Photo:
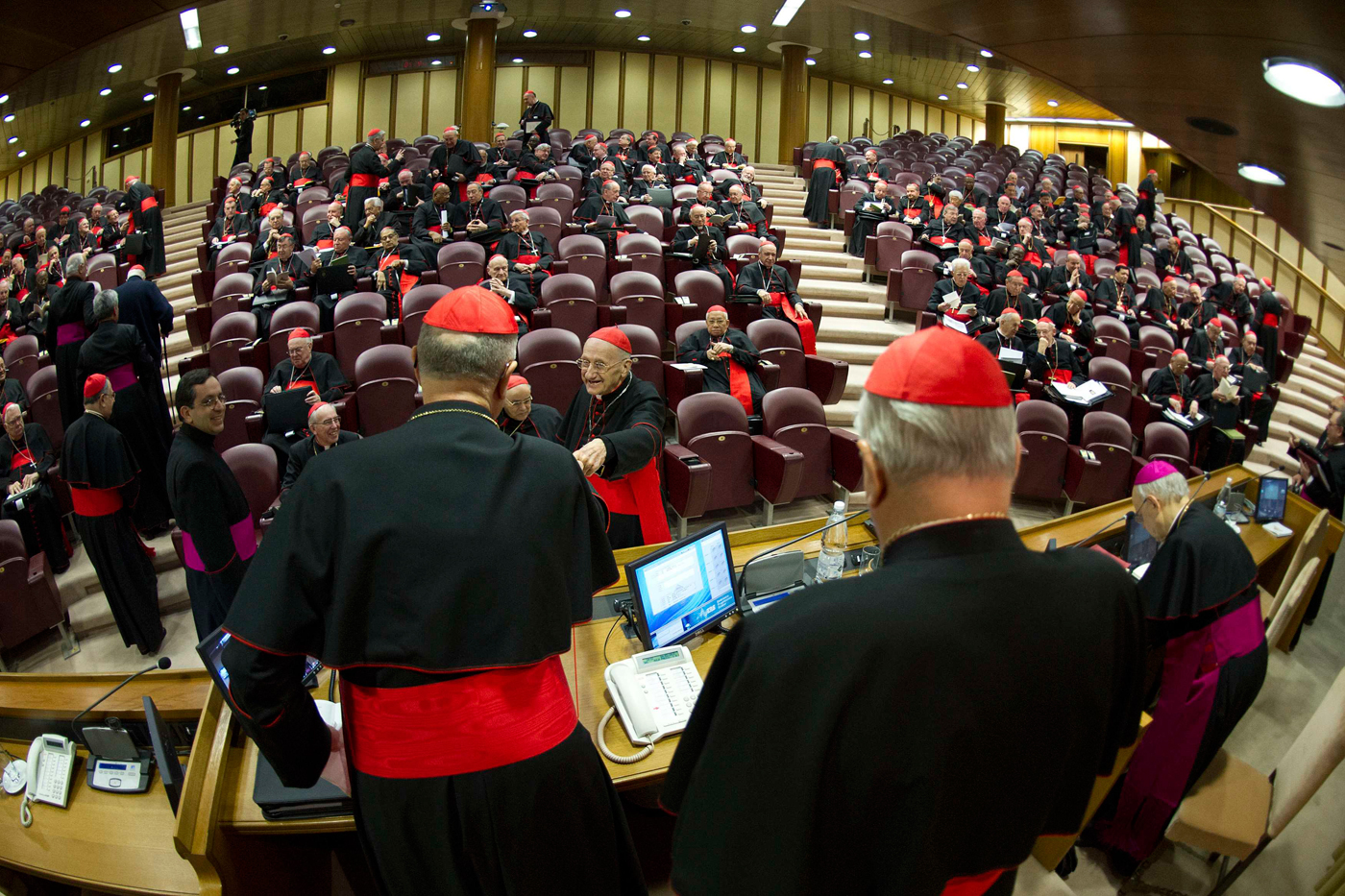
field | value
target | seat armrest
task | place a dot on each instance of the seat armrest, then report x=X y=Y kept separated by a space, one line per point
x=688 y=485
x=679 y=383
x=846 y=467
x=826 y=376
x=779 y=470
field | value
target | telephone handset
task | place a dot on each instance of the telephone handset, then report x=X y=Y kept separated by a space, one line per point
x=51 y=761
x=654 y=693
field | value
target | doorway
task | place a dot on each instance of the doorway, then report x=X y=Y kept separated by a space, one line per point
x=1086 y=155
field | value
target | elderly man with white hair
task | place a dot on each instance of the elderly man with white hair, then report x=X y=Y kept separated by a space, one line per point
x=1204 y=619
x=367 y=166
x=116 y=350
x=69 y=321
x=837 y=671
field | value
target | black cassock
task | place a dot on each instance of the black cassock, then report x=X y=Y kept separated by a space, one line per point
x=39 y=520
x=366 y=170
x=355 y=572
x=217 y=527
x=140 y=412
x=941 y=714
x=143 y=205
x=733 y=375
x=67 y=326
x=542 y=423
x=822 y=181
x=1204 y=619
x=104 y=480
x=629 y=423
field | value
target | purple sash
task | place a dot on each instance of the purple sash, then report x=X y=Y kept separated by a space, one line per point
x=245 y=543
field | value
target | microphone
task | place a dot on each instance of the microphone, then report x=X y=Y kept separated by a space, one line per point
x=743 y=574
x=163 y=664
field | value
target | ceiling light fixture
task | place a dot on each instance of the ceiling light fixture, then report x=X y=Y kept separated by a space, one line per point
x=190 y=27
x=1302 y=81
x=786 y=13
x=1260 y=174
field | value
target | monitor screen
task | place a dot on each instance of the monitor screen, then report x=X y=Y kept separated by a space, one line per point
x=1270 y=499
x=683 y=588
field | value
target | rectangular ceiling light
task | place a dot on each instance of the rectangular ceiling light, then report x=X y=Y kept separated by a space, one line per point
+ + + + + + +
The entries are to be restated word for word, and no picture should appear in the copy.

Photo:
field | value
target | seat armrest
task | place a dot on each instance of the seat armrest, then report x=X y=Y kept separated by a space, one line per point
x=688 y=485
x=679 y=383
x=846 y=467
x=826 y=376
x=779 y=470
field | value
target | telephone handset
task | place a dot on each instance of the telephone handset, then report x=X y=Y kept separated by a space, one line per point
x=51 y=761
x=654 y=693
field | value
target | doorway
task | place a dot on each instance of the doorway, then report x=X y=Y kept separated by a space, one line per point
x=1086 y=155
field | value
target | elderly man with white hair
task | place a dot on each instance of the elderly man with white hair, then report x=X y=Y kept separated by a space, one line per point
x=1204 y=619
x=367 y=166
x=116 y=350
x=69 y=321
x=837 y=671
field | value
target | black cassock
task | place a dot on each instance of the black cassock, then report x=X y=Y kept separated by a space, one line per point
x=39 y=520
x=366 y=170
x=355 y=572
x=217 y=527
x=140 y=412
x=941 y=714
x=143 y=205
x=733 y=375
x=67 y=326
x=542 y=423
x=822 y=181
x=1204 y=619
x=104 y=480
x=629 y=423
field | value
target | purple sash
task | place a dot on each instance of the purple sash, then report x=X y=Y kept separated by a space, one line per point
x=245 y=543
field | value
target | microphone
task | place a dot on each instance of the microphone, then report x=X y=Y kept separated by a space, one line per point
x=743 y=574
x=163 y=664
field | value
target | ceiling light fixture
task | place a dot on each instance of the ceiling light fixture, then report x=X y=Y kept separated by a space, one line per point
x=190 y=27
x=1302 y=81
x=786 y=13
x=1260 y=174
field | value
target | monitor screen
task | place a dot on each instance of the monitor screen, then report x=X y=Y kept separated by a space, one line per point
x=1270 y=499
x=683 y=588
field | value
target | rectangular ceiling light
task | place a dot on each instance of the rectangular ceiling light, then report x=X y=Y kept separated by a space, one line per point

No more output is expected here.